Can you rescale the lines below? Repeat every one of them, requests included, multiplying each coordinate value in the answers by 0.25 and rounding to the nearest whole number, with halves rounded up.

——

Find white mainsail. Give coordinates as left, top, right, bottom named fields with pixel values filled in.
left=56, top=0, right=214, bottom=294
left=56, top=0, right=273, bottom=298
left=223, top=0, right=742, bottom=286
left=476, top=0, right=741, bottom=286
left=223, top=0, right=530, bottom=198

——

Response
Find white mainsail. Give coordinates as left, top, right, bottom named fields with pixel values filled in.
left=14, top=0, right=54, bottom=74
left=14, top=0, right=68, bottom=75
left=56, top=0, right=186, bottom=72
left=119, top=0, right=185, bottom=72
left=56, top=0, right=133, bottom=50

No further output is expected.